## [Object pointing dataset rows]
+ + + +

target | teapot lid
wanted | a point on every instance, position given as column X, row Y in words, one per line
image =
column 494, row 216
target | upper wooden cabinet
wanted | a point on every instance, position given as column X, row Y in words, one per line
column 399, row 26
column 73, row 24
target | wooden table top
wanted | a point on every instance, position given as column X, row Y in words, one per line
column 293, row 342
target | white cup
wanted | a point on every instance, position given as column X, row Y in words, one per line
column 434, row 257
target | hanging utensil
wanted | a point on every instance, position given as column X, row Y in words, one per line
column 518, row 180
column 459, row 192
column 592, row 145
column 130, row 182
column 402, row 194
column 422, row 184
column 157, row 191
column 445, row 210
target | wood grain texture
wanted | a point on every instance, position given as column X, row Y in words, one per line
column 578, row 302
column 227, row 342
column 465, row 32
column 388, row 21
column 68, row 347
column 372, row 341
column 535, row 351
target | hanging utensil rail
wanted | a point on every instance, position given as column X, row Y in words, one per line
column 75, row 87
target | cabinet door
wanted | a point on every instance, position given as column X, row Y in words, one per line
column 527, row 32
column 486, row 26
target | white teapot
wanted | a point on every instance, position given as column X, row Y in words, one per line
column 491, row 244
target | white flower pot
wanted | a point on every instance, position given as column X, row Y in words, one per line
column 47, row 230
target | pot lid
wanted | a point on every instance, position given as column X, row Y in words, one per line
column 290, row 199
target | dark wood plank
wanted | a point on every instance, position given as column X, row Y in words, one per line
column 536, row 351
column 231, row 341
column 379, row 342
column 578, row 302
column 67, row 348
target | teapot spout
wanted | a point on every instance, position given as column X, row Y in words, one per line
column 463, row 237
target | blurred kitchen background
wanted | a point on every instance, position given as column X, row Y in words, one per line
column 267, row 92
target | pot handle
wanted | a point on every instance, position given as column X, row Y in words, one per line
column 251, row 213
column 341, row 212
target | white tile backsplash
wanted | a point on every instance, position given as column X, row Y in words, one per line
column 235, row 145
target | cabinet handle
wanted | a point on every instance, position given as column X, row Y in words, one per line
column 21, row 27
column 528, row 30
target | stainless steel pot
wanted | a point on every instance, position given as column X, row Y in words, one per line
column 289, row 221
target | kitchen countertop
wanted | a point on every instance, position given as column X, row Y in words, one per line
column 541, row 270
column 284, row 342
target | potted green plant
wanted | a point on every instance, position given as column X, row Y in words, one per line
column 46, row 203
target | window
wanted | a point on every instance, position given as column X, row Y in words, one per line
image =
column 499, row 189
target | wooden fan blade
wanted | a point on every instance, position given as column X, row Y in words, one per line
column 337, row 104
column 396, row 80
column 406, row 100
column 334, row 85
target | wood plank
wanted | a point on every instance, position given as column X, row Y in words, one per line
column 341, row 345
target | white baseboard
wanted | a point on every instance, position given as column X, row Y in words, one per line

+ + + +

## [Short problem]
Write out all of the lines above with no changes.

## [Written response]
target | teapot lid
wanted | a point on every instance, position given as column X, row Y in words, one per line
image =
column 494, row 216
target | upper wooden cabinet
wanted | a point on every instance, position given as column X, row Y in words, one per line
column 399, row 26
column 73, row 24
target | wooden table top
wanted | a point on every instance, position given as column X, row Y in words, one per line
column 293, row 342
target | white cup
wanted | a point on every instance, position given as column X, row Y in words, one per line
column 434, row 257
target | hanging utensil
wanted | a point on every instance, position given as column X, row Y in words, one per line
column 518, row 180
column 459, row 192
column 592, row 145
column 130, row 182
column 402, row 194
column 422, row 184
column 157, row 191
column 445, row 210
target | wood grain texture
wanted | a point on every instance, position given as column X, row Y in words, one per line
column 578, row 302
column 227, row 342
column 465, row 32
column 388, row 21
column 68, row 347
column 372, row 341
column 535, row 351
target | hanging utensil rail
wanted | a point on every instance, position given as column X, row Y in words, one per line
column 75, row 87
target | cabinet door
wanted | a point on every instance, position given as column X, row Y in words, one per line
column 527, row 32
column 486, row 26
target | white teapot
wanted | a point on every instance, position given as column X, row Y in words, one per line
column 491, row 244
target | white flower pot
wanted | a point on every instance, position given as column X, row Y in words, one per line
column 47, row 230
target | pot lid
wanted | a point on every instance, position given as column X, row Y in words, one per line
column 290, row 199
target | dark wood plank
wanted | a point on every instance, position given as column X, row Y in words, one per line
column 536, row 351
column 231, row 341
column 379, row 342
column 578, row 302
column 67, row 348
target | teapot spout
wanted | a point on every instance, position given as column X, row Y in words, one per line
column 463, row 237
target | blurred kitchen background
wanted | a point on every instance, position given as column X, row Y in words, one per line
column 267, row 92
target | pot handle
wanted | a point on every instance, position given as column X, row Y in words, one per line
column 251, row 213
column 341, row 212
target | white tile backsplash
wanted | a point on every instance, position given as column X, row Y in words, one per line
column 235, row 145
target | cabinet handle
wanted | a point on every instance, position given as column X, row Y in words, one per line
column 21, row 27
column 528, row 30
target | stainless steel pot
wanted | a point on every instance, position given as column X, row Y in words, one per line
column 289, row 221
target | kitchen countertop
wanted | a point on every instance, position given as column X, row Y in words, one per line
column 541, row 270
column 284, row 342
target | potted green plant
wanted | a point on every instance, position given as column X, row Y in words, one per line
column 46, row 203
target | window
wanted | a point on every instance, position given as column X, row Y in words, one per line
image =
column 499, row 189
target | wooden fan blade
wanted | a point on every instance, position given as column X, row Y in words, one per line
column 337, row 104
column 396, row 80
column 406, row 100
column 334, row 85
target | wood plank
wanted | a point on every instance, position given as column X, row Y in words, one per line
column 341, row 345
target | white baseboard
wanted | a point on every instance, position given as column X, row Y in words, one per line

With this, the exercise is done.